**DATA IN THIS EXERCISE**:
========================================================================

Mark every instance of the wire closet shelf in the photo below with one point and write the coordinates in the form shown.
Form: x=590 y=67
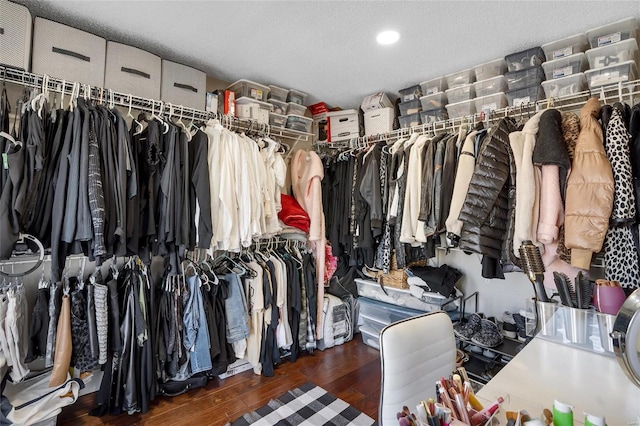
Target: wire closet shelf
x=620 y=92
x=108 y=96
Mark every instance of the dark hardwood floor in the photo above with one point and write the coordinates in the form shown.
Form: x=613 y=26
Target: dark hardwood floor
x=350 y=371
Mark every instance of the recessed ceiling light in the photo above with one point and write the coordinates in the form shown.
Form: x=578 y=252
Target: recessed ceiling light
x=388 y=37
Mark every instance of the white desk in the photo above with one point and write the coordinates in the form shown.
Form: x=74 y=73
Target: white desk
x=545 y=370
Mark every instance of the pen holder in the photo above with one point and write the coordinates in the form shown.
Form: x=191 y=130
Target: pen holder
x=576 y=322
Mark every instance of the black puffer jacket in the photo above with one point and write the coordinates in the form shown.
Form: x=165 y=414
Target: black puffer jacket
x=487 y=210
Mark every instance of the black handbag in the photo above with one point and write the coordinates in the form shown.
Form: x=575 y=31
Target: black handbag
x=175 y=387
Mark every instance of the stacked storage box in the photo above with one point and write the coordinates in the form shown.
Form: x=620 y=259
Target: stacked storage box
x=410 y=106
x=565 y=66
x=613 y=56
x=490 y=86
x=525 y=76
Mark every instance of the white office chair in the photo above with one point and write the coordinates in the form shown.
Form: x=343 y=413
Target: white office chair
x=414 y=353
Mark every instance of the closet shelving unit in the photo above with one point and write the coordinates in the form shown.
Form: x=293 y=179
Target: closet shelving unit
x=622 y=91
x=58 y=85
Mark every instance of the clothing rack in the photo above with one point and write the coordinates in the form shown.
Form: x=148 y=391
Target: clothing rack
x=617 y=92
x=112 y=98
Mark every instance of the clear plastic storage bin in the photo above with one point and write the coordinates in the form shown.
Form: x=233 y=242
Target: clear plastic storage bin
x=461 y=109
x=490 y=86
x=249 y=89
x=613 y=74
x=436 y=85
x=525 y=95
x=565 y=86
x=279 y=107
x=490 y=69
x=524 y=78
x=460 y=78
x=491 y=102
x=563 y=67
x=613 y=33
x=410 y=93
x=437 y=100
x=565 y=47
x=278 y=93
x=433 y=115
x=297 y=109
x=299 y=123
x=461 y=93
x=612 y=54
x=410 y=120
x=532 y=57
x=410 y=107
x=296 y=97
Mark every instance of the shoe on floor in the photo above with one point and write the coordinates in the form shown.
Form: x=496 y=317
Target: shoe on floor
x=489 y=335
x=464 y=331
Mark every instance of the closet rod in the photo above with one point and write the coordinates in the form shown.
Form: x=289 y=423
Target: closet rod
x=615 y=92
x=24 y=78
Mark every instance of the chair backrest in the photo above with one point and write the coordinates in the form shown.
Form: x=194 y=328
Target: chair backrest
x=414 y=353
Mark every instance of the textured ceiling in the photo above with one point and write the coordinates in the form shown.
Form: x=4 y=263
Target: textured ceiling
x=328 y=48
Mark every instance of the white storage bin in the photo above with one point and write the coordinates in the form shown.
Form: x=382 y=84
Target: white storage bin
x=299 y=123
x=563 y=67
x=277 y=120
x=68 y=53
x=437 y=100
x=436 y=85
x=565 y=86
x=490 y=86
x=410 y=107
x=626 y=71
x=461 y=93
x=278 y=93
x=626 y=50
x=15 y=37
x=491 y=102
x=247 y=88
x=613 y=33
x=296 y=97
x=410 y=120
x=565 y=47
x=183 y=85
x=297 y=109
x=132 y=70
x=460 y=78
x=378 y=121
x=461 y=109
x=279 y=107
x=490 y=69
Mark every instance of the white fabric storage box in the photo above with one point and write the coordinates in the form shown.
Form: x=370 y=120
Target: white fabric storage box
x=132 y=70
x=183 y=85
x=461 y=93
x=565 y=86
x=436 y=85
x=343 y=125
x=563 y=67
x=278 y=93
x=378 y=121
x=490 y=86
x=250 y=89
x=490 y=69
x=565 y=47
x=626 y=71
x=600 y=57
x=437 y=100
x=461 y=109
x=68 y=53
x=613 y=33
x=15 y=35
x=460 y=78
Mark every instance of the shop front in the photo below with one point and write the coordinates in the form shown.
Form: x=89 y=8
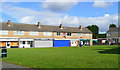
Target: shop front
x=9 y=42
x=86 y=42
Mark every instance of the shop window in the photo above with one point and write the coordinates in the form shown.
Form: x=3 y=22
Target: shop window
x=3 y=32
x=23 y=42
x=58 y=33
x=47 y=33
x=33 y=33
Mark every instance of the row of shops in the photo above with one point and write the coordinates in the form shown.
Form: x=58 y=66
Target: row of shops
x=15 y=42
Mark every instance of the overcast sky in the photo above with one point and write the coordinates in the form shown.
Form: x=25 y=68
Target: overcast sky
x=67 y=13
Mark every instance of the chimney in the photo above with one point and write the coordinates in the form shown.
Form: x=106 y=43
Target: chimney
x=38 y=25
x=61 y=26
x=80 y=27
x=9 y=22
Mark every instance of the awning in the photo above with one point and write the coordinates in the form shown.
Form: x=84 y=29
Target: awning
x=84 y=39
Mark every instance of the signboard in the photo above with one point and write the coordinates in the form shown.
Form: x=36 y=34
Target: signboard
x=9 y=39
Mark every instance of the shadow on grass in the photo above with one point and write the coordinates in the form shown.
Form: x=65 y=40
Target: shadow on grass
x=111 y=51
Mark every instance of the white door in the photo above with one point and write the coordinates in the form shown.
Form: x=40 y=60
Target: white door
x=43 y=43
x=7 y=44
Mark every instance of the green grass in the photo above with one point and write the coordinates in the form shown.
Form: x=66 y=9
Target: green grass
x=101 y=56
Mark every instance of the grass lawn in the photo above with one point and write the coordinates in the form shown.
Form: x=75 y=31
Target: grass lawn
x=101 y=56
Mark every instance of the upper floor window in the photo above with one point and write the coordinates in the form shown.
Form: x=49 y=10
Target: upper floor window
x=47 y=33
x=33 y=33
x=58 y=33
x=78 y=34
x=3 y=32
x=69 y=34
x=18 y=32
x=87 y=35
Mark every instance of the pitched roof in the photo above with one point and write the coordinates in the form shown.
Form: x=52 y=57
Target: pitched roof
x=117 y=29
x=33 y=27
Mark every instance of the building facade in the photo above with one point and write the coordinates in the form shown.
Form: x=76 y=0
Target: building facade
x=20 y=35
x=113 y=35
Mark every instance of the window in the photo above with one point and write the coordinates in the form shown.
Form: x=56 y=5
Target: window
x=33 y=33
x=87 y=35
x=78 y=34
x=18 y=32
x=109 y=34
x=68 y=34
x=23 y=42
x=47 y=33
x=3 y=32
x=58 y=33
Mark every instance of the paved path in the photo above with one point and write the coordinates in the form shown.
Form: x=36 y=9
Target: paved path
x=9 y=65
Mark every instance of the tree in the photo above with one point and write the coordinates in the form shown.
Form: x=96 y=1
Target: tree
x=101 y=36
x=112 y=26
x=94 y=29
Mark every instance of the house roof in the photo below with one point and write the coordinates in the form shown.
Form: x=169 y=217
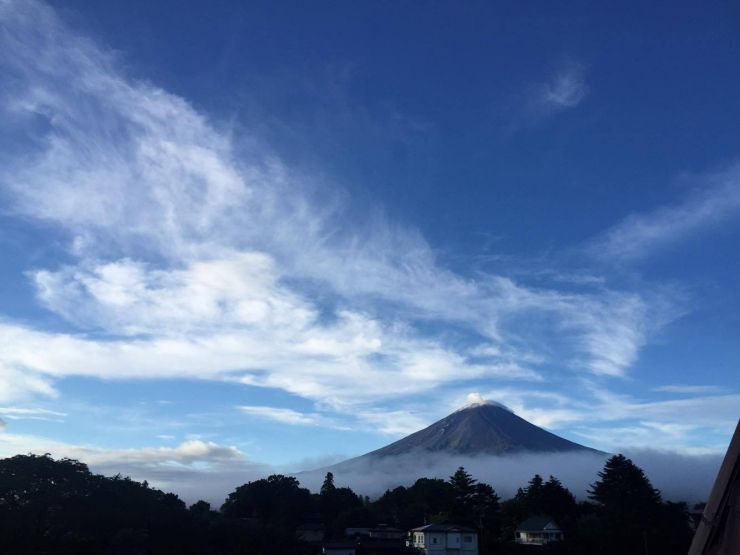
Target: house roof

========================================================================

**PROBLEM STATEMENT**: Take the records above and transcribe them exactly, dropping every picture.

**TASK ANSWER**:
Mark every instance of the wire closet shelf in the photo below with one point and write the coordinates in the form shown.
Form: x=590 y=67
Target: wire closet shelf
x=620 y=92
x=108 y=96
Mark every instance of the dark hardwood floor in the photo above with one point and write the coordinates in the form shown.
Form: x=613 y=26
Target: dark hardwood floor
x=350 y=371
Mark every instance of the recessed ceiling light in the photo above with one point and write the coordinates in the form shown.
Form: x=578 y=252
Target: recessed ceiling light
x=388 y=37
Mark every instance of the white desk in the photo above with one point and write the coordinates in the form shown.
Form: x=74 y=73
Target: white desk
x=545 y=370
Mark every instance of the pen holder in the photo above with one point and write the coordinates in the form shown.
Form: x=191 y=130
Target: pen holder
x=576 y=322
Mark every instance of the black puffer jacket in the photo above with one point and write the coordinates in the form shown.
Form: x=165 y=414
Target: black puffer jacket
x=487 y=210
Mark every instance of the black handbag in the photo above with one point and write the coordinates in the form shown.
Form: x=575 y=31
Target: black handbag
x=175 y=387
Mark every instance of the stacked storage box in the photo above with one point and write the coordinates in the form shown.
Form: x=620 y=259
Target: stacked storage box
x=410 y=106
x=565 y=66
x=613 y=56
x=490 y=86
x=525 y=76
Mark every instance of the white office chair in the photo above with one point and write the coordinates in the form shown.
Form: x=343 y=413
Target: white office chair
x=414 y=353
Mark every instance of the closet shelving unit in the photo above with one point and write the coordinates in the form shown.
Form: x=293 y=179
Target: closet shelving unit
x=622 y=91
x=58 y=85
Mark every instance of the clothing rack in the photo above with one point and write the coordinates in the form shown.
Form: x=148 y=391
Target: clothing rack
x=617 y=92
x=112 y=98
Mark every instance of the clear plastic storage bin in the photo above with one point and write the coordinates in the form shown.
Form: x=233 y=242
Target: clear plastic storage bin
x=461 y=109
x=490 y=86
x=249 y=89
x=613 y=74
x=436 y=85
x=525 y=95
x=565 y=86
x=279 y=107
x=490 y=69
x=524 y=78
x=460 y=78
x=491 y=102
x=563 y=67
x=613 y=33
x=410 y=93
x=437 y=100
x=565 y=47
x=278 y=93
x=433 y=115
x=297 y=109
x=299 y=123
x=461 y=93
x=612 y=54
x=410 y=120
x=532 y=57
x=410 y=107
x=296 y=97
Mark every instance of the shoe on floor in the photo above with one point and write the coordinates in the form shown.
Form: x=496 y=317
Target: shoe on floor
x=489 y=335
x=464 y=331
Mark every instance of the closet rod in the photo above with one point and write the coordinates in the form shown.
Form: x=289 y=423
Target: closet rod
x=615 y=92
x=24 y=78
Mark every instance of the chair backrest in the photo above with one point and write the coordinates in the form shown.
Form: x=194 y=328
Target: chair backrest
x=414 y=353
Mark every instance of the textured ceiling in the photo above with one point and write the coordinates in the form shown.
Form: x=4 y=263
Target: textured ceiling
x=328 y=48
Mark every instance of the white storage bin in the photo above with one point and write the coordinates in the form shown.
Form: x=382 y=84
Target: white storage bin
x=299 y=123
x=563 y=67
x=277 y=120
x=68 y=53
x=437 y=100
x=436 y=85
x=565 y=86
x=490 y=86
x=410 y=107
x=626 y=71
x=461 y=93
x=278 y=93
x=626 y=50
x=15 y=37
x=491 y=102
x=247 y=88
x=613 y=33
x=296 y=97
x=410 y=120
x=565 y=47
x=183 y=85
x=297 y=109
x=132 y=70
x=460 y=78
x=378 y=121
x=461 y=109
x=279 y=107
x=490 y=69
Mark every instance of the white fabric storage box in the photo above with one point and write the coordinates in the form shown.
Form: x=370 y=120
Target: white fabric storage box
x=132 y=70
x=183 y=85
x=461 y=93
x=565 y=86
x=436 y=85
x=343 y=125
x=563 y=67
x=278 y=93
x=378 y=121
x=490 y=86
x=250 y=89
x=490 y=69
x=565 y=47
x=626 y=71
x=600 y=57
x=437 y=100
x=461 y=109
x=68 y=53
x=613 y=33
x=15 y=35
x=460 y=78
Mark every instance of the shop front in the photo below with one point and write the coordinates in the form shown.
Form: x=89 y=8
Target: shop front
x=9 y=42
x=86 y=42
Mark every instance of the shop window in the photo above with one point and write the coordinates in the form shown.
Form: x=3 y=22
Target: shop window
x=3 y=32
x=23 y=42
x=58 y=33
x=47 y=33
x=33 y=33
Mark every instance of the row of shops in the photo above with one point and write the coordinates in the form shown.
Form: x=58 y=66
Target: row of shops
x=15 y=42
Mark every instance of the overcast sky in the photo above with one point and write the coordinates in the form shown.
Form: x=25 y=68
Target: overcast sky
x=67 y=13
Mark every instance of the chimney in the photo above with one point and write the coordinates in the form shown.
Form: x=106 y=43
Target: chimney
x=38 y=25
x=61 y=26
x=80 y=27
x=9 y=22
Mark every instance of the awning in the photo above with one point and write the coordinates in the form shown.
Form: x=84 y=29
Target: awning
x=84 y=39
Mark every instance of the signboard in the photo above with one point and write the coordinates in the form shown.
Form: x=36 y=34
Target: signboard
x=9 y=39
Mark every instance of the shadow on grass in the photo above with one point and write the coordinates in the form shown.
Form: x=65 y=40
Target: shadow on grass
x=111 y=51
Mark every instance of the white door in the photo above with one point and write the coordinates in the form shown.
Form: x=40 y=60
Target: white door
x=43 y=43
x=7 y=44
Mark every instance of the green grass in the photo above with one point and write the coordinates in the form shown.
Form: x=66 y=9
Target: green grass
x=101 y=56
Mark every instance of the grass lawn in the photo above with one point and write the coordinates in the form shown.
Form: x=75 y=31
Target: grass lawn
x=101 y=56
Mark every instance of the upper floor window in the photo above with one point and write the coordinates in the form shown.
Form: x=49 y=10
Target: upper floor window
x=47 y=33
x=33 y=33
x=58 y=33
x=78 y=34
x=3 y=32
x=69 y=34
x=18 y=32
x=87 y=35
Mark every instance of the pitched roof in the photo above with one point and write the coordinates in the form shown.
Form: x=52 y=57
Target: pitched roof
x=117 y=29
x=33 y=27
Mark every instance of the building facade in the photo above with one point and write the coordinates in the form shown.
Form: x=76 y=0
Target: building facade
x=20 y=35
x=113 y=35
Mark every instance of the window in the photo above with one point and write the coordinates in the form shown.
Form: x=56 y=5
Target: window
x=33 y=33
x=87 y=35
x=78 y=34
x=18 y=32
x=109 y=34
x=68 y=34
x=23 y=42
x=47 y=33
x=3 y=32
x=58 y=33
Mark every instance of the paved path in the photo above with one point and write the coordinates in the form shown.
Form: x=36 y=9
Target: paved path
x=9 y=65
Mark every instance of the tree in the photo above with one point and write the coordinates in the form shown.
Form: x=96 y=1
Target: tree
x=101 y=36
x=112 y=26
x=94 y=29
Mark every instance of the house roof in the photo below with one point and write the coordinates in the form shown.
Form: x=169 y=217
Target: house roof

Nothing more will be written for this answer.